(Entries from a pointing dataset)
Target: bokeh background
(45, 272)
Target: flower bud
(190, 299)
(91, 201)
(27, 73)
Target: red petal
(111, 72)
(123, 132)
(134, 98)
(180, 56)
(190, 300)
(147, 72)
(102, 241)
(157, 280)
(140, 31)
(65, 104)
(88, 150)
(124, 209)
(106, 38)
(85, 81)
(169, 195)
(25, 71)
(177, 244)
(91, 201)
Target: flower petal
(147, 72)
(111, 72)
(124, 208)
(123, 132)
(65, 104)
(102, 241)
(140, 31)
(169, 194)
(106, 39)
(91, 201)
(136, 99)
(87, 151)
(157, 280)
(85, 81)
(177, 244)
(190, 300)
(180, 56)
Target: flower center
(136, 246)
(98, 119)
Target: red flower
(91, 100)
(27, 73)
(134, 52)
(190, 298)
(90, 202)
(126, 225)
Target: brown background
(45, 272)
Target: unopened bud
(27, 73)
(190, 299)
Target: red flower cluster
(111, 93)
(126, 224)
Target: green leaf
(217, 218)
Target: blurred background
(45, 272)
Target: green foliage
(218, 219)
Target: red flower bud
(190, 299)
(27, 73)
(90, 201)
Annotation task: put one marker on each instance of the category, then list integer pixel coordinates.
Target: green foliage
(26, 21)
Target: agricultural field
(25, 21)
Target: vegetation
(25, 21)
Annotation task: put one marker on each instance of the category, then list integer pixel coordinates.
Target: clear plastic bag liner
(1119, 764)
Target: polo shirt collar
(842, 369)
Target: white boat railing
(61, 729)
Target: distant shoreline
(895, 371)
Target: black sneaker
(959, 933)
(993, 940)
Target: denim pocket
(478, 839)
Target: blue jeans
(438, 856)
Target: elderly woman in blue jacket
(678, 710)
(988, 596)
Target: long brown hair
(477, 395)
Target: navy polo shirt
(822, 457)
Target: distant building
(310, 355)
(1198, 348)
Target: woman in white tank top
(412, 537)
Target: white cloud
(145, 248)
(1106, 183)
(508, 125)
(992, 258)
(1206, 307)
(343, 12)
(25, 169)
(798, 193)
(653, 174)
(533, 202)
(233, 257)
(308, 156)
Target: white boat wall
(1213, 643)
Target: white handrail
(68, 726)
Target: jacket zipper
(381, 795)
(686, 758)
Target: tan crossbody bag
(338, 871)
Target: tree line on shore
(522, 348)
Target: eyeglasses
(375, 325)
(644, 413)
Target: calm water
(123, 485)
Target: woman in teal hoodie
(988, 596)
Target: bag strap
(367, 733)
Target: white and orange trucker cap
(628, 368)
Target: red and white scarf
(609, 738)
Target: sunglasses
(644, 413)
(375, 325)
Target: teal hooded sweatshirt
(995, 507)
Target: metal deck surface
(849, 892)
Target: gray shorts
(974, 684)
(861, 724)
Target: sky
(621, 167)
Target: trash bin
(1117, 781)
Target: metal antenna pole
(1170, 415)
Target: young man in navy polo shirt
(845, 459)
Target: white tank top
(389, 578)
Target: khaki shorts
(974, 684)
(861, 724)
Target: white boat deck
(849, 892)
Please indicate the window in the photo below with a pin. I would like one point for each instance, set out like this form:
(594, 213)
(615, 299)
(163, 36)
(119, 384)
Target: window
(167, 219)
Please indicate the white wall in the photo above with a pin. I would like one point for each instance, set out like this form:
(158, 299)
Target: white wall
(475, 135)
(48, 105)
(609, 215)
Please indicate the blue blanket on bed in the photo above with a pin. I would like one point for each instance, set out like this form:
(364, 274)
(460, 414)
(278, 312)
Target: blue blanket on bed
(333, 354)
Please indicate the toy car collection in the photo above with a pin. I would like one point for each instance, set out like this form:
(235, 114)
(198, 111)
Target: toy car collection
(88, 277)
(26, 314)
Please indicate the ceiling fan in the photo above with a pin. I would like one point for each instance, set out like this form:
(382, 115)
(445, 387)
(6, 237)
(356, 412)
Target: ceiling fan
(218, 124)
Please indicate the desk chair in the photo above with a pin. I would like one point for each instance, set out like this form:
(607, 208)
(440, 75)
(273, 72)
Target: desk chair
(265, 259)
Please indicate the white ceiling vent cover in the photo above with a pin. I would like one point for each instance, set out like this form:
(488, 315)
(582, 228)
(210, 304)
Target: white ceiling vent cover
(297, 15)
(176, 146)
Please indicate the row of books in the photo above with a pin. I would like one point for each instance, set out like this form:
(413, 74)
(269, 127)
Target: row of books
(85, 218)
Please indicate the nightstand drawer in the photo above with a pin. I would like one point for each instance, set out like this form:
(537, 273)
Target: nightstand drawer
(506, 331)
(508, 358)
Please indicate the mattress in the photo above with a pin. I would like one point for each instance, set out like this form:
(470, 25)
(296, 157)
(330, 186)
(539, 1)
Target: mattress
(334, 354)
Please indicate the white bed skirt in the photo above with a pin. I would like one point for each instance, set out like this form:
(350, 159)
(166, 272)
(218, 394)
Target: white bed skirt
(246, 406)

*Exercise details*
Above are the records; retype them all without a single difference.

*Task output*
Target: bokeh background
(45, 272)
Target: flower bud
(190, 299)
(91, 201)
(27, 73)
Target: red petal
(111, 72)
(123, 132)
(134, 98)
(180, 56)
(190, 300)
(147, 72)
(102, 241)
(157, 280)
(140, 31)
(65, 104)
(88, 150)
(124, 209)
(106, 38)
(85, 81)
(169, 195)
(25, 71)
(177, 244)
(91, 201)
Target: flower petal
(147, 72)
(111, 72)
(124, 208)
(123, 132)
(65, 104)
(102, 241)
(140, 31)
(169, 194)
(106, 39)
(91, 201)
(136, 99)
(87, 151)
(157, 280)
(85, 81)
(177, 244)
(190, 300)
(180, 56)
Target: flower center
(136, 246)
(98, 119)
Target: red flower
(91, 100)
(27, 73)
(134, 52)
(190, 298)
(90, 202)
(126, 225)
Target: brown background
(45, 272)
Target: unopened bud
(27, 73)
(190, 299)
Target: red flower cluster
(111, 93)
(126, 224)
Target: green leaf
(217, 218)
Target: blurred background
(45, 272)
Target: green foliage
(218, 219)
Target: red flower bud
(190, 299)
(27, 73)
(90, 201)
Annotation task: put one marker on each instance of the category, then list integer pixel coordinates.
Target: green foliage
(26, 21)
Target: agricultural field
(25, 21)
Target: vegetation
(25, 21)
Annotation task: put one marker on each instance of the category, then list integer pixel coordinates.
Target: clear plastic bag liner
(1119, 764)
Target: polo shirt collar
(842, 369)
Target: white boat railing
(61, 729)
Target: distant shoreline
(895, 371)
Target: black sneaker
(959, 933)
(993, 940)
Target: denim pocket
(478, 839)
Target: blue jeans
(438, 856)
Target: elderly woman in blue jacket
(678, 710)
(988, 596)
Target: long brown hair
(477, 395)
Target: navy polo shirt
(822, 457)
Target: distant building
(310, 355)
(1198, 348)
Target: woman in white tank top
(412, 537)
Target: white cloud
(145, 248)
(1106, 183)
(508, 125)
(992, 258)
(1206, 307)
(343, 12)
(25, 169)
(798, 193)
(653, 174)
(533, 202)
(233, 257)
(308, 156)
Target: white boat wall
(1213, 643)
Target: white handrail
(68, 726)
Target: jacket zipper
(381, 795)
(686, 758)
Target: tan crossbody bag
(338, 871)
Target: tree line on shore
(522, 348)
Target: eyeglasses
(375, 325)
(644, 413)
Target: calm water
(123, 485)
Target: woman in teal hoodie
(988, 596)
Target: bag strap
(367, 733)
Target: white and orange trucker cap
(628, 368)
Target: red and white scarf
(609, 738)
Target: sunglasses
(644, 413)
(375, 325)
Target: teal hooded sweatshirt
(995, 507)
Target: metal deck surface
(849, 892)
Target: gray shorts
(974, 684)
(861, 724)
Target: sky
(621, 167)
Target: trash bin
(1117, 781)
Target: metal antenna pole
(1170, 415)
Target: young man in navy polo shirt
(845, 459)
Target: white tank top
(389, 578)
Target: khaki shorts
(974, 684)
(861, 724)
Target: white boat deck
(849, 892)
Please indicate the window in the photo below with a pin. I would like one point for each instance, set out like this form:
(594, 213)
(615, 299)
(163, 36)
(119, 384)
Target: window
(167, 219)
Please indicate the white wall in the photo above with a pin. I would like one point for each instance, set out like this form:
(158, 299)
Target: white wall
(475, 135)
(48, 105)
(609, 215)
Please indicate the blue blanket on bed in the photo above with a pin. I would like one point for each instance, set out like this form:
(364, 274)
(460, 414)
(278, 312)
Target: blue blanket on bed
(333, 354)
Please indicate the toy car collection in the photo above with a pin. I would like one point for each instance, set out like this form:
(235, 114)
(198, 111)
Target: toy car collection
(88, 277)
(26, 314)
Please indicate the ceiling fan in the photo above with a pin. I would like one point for each instance, set out like this form:
(382, 115)
(445, 387)
(6, 237)
(356, 412)
Target: ceiling fan
(218, 124)
Please indicate the desk chair in the photo above with a pin. I would like one point for each instance, set out like this form:
(607, 208)
(440, 75)
(273, 72)
Target: desk chair
(265, 259)
Please indicate the white ceiling vent cover in the photo above with a pin. I would like one point for each instance, set out like this form:
(488, 315)
(582, 228)
(210, 304)
Target: white ceiling vent cover
(297, 15)
(176, 146)
Please indicate the row of books in the photo above with a pin. I would like one point for each instance, set out like this form:
(413, 74)
(269, 127)
Target: row of books
(85, 218)
Please indicate the nightstand drawer in the photo above with a pin. I would like one point for each instance, set out like this form:
(537, 273)
Target: nightstand drawer
(506, 331)
(508, 358)
Please indicate the mattress in the photo above with a pin. I would like one point for each instance, set out like this form:
(470, 25)
(296, 157)
(330, 186)
(539, 1)
Target: mattress
(334, 354)
Please indicate the white bed skirt in the photo above with a pin. I would like one point for each instance, set out like this form:
(350, 159)
(166, 272)
(218, 394)
Target: white bed skirt
(246, 406)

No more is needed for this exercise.